PROVIDED PASSAGE START

There is no doubt that social media has provided organisations with a fresh avenue to have direct contact with their key stakeholders. It provides useful opportunities for companies to be active and promote themselves online.
But we have all heard stories, often of high profile sports celebrities – but sometimes ordinary employees too – losing their job as a result of social media posts they have made that don’t reflect the ethos of their employers.
People sometimes seem to forget that the internet is not anonymous, when in fact, people should assume that everything they write can be traced back to them personally, and possibly even the company they work for. A good rule of thumb to adopt is that there is no longer a clear boundary between personal life and work life on social media.
This development is not new. As the ABC reported in 2018 after the sacking of a Cricket Australia employee because of her social media posts, “The erosion of the boundaries between private and work spheres is well-established. But the perils of social media ‘opinion creep’ mean everything can be notionally viewed as work-related.”
When posting online, it is important to remember that you represent the company you work for just as much as you do offline. As with all media, the way a company is represented publicly on social media affects the perception that clients, potential clients, business partners, the financial services industry, government and employees have of it.
As all personal social media posts inevitably reflect in some way on your professional profile, as well as on your employer, LinkedIn – in particular – should not be used for trolling, abusing, or posting any comment or material that your clients, colleagues or employer may find offensive.
However, there is an increasing proliferation on LinkedIn of people posting rude, insulting and just plain ignorant comments on other people’s professional posts. These type of comments have no place on LinkedIn (or, arguably, on any social media platform at all).
If in doubt, leave it out
It is simply unprofessional to express yourself in a way that belittles other people’s views, especially in a business environment.
And why would you want to? The purpose of social media platforms like LinkedIn is to link with other professionals and business people to highlight skills and achievements. It benefits its users through relationship building and networking, expands understanding of industry issues, and assists career progress.
So it is hard to understand why anyone would want to show that they are rude, thoughtless, bullying individuals who can’t express themselves in a civilised, articulate way? This type of behaviour raises questions about them as people to do business with, as colleagues, as employers and as employees.
It shouldn’t be all about you
In that vein, it does seem a pity that some of the “it’s all about me” habits of other social media platforms have also infected LinkedIn – and we are seeing more posts that are really boasts.
Before Covid-19, posts like: “I’m honoured to have been asked to speak at a conference organised by the No-one’s-ever-heard-of-them-Association” were commonplace. Since the lockdown, posts along the lines of: “It’s very gratifying that people were so interested in the podcast I organised on (insert-whatever-subject-here)” are now the norm.

PROVIDED PASSAGE END
RECORDS SHOWN START

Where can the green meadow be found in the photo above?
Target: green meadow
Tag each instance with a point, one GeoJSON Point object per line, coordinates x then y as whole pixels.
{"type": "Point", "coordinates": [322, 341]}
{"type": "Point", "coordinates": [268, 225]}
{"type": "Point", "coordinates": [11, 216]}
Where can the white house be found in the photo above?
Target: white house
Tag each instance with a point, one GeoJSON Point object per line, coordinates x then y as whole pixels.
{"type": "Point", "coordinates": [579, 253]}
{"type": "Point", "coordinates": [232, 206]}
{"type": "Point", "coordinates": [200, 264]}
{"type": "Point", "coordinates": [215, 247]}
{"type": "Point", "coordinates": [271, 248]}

RECORDS SHOWN END
RECORDS SHOWN START

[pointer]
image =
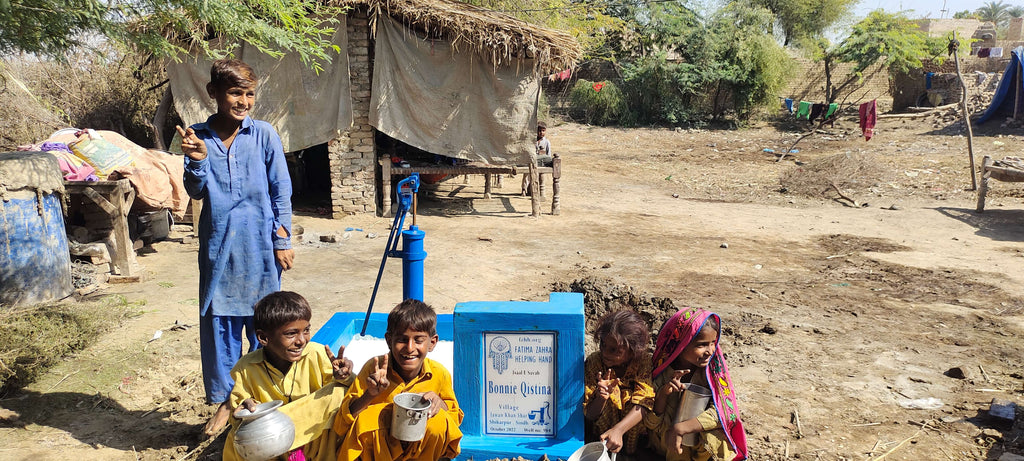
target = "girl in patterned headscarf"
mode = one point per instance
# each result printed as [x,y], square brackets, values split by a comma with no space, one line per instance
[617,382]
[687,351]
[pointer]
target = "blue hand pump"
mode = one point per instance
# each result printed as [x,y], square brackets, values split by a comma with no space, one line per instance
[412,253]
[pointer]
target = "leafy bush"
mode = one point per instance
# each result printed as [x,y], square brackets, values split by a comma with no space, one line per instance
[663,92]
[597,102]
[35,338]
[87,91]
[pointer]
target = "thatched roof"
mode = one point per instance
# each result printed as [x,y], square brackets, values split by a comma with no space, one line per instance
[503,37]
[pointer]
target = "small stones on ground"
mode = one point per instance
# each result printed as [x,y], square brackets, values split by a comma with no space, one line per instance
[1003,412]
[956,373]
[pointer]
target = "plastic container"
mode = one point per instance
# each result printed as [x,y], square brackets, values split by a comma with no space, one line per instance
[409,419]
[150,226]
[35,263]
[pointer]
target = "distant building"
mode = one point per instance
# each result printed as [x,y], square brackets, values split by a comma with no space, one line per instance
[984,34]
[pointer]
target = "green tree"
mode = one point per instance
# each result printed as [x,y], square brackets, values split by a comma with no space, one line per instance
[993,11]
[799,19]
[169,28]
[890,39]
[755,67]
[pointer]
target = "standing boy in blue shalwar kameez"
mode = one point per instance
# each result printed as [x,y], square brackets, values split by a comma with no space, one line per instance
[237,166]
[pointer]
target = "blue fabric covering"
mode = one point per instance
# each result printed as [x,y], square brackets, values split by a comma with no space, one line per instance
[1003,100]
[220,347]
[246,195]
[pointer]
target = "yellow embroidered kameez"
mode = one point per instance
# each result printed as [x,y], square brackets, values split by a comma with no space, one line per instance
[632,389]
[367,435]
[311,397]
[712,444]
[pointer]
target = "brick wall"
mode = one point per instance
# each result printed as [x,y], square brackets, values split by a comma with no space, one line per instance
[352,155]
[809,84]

RECORDS SHOWN END
RECORDS SHOWN START

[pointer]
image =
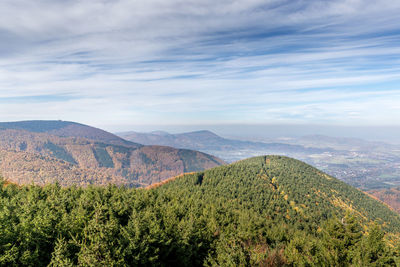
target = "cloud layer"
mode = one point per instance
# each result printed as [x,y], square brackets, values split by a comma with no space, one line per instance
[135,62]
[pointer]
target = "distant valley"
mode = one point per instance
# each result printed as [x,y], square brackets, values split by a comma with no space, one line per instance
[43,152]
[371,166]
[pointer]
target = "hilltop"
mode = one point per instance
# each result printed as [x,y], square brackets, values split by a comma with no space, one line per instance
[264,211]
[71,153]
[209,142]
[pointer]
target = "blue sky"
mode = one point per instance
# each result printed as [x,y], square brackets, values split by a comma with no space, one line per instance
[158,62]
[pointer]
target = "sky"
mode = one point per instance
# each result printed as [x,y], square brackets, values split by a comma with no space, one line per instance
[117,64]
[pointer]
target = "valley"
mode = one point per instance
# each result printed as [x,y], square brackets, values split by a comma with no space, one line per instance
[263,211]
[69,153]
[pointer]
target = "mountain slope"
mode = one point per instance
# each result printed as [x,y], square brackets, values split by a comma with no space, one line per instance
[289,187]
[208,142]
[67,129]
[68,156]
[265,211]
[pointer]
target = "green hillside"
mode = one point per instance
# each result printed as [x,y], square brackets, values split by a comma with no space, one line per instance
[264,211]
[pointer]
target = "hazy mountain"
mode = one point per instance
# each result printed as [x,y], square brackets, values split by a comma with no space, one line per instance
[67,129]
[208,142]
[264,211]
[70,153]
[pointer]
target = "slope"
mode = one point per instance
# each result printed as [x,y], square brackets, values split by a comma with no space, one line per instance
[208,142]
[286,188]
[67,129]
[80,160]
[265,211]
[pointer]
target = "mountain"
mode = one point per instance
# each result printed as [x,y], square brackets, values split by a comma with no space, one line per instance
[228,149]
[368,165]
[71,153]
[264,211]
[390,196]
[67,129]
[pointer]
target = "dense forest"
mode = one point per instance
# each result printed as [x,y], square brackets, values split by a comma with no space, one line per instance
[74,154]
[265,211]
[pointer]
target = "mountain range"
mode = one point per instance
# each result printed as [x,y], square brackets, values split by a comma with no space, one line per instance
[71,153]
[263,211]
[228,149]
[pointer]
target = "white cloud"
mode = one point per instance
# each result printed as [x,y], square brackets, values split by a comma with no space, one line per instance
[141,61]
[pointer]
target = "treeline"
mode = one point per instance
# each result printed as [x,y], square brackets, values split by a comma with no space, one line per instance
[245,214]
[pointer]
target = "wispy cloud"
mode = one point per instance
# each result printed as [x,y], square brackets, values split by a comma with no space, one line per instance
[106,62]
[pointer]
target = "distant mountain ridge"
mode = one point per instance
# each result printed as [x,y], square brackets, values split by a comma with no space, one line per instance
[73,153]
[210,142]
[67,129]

RECORDS SHOWN END

_AIM OF THE TASK_
Rewrite the social media text from "If in doubt, leave" to "assists career progress.", putting "colleagues" in place of "professionals".

_REPLY TO THE EXERCISE_
If in doubt, leave it out
It is simply unprofessional to express yourself in a way that belittles other people’s views, especially in a business environment.
And why would you want to? The purpose of social media platforms like LinkedIn is to link with other colleagues and business people to highlight skills and achievements. It benefits its users through relationship building and networking, expands understanding of industry issues, and assists career progress.